— begin DATA SECTION —

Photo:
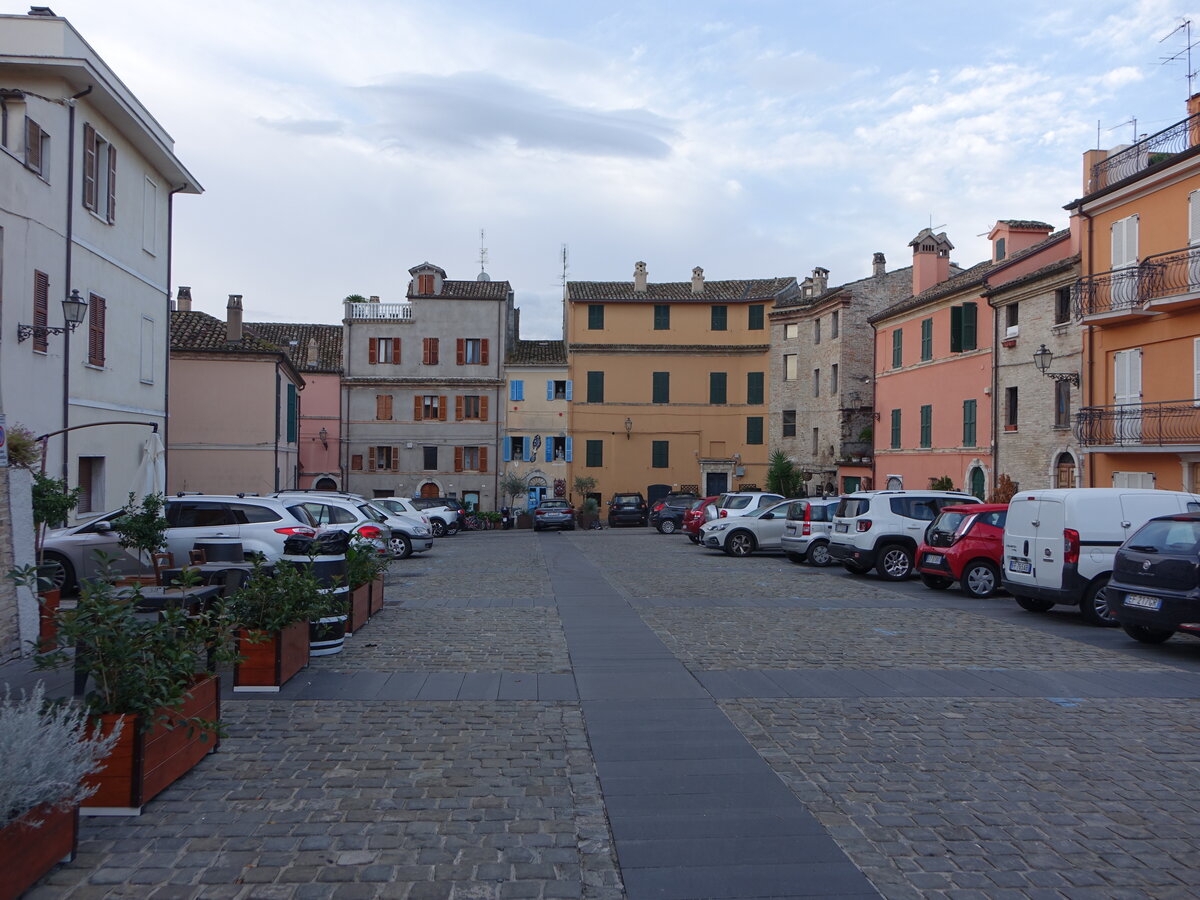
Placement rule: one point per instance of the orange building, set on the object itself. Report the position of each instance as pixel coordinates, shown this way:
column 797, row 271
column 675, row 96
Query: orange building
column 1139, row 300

— end DATA SECTION —
— begin DATA SECTION —

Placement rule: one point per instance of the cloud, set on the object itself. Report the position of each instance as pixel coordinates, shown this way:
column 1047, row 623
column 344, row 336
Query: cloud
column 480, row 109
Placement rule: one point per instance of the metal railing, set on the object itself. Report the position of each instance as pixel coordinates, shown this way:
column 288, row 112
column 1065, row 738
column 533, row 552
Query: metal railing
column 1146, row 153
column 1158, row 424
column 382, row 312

— end DATA SECTION —

AIM
Write out everything from the line containing "Placement rule: one point per instance of the cloud, set" down to the line containing "column 382, row 312", swapping "metal railing" for "steel railing" and leaving every other word unchanged.

FULL RESPONSE
Placement rule: one point per instance of the cloud, set on the object itself. Report the position of each instance as pixel coordinates, shown this way:
column 1047, row 623
column 344, row 336
Query: cloud
column 480, row 109
Placement rule: one point per instance of the steel railing, set on the object itself. Report the position of each instance as pixel coordinates, shown this way:
column 288, row 112
column 1065, row 738
column 533, row 552
Query: steel railing
column 1146, row 153
column 1158, row 424
column 382, row 312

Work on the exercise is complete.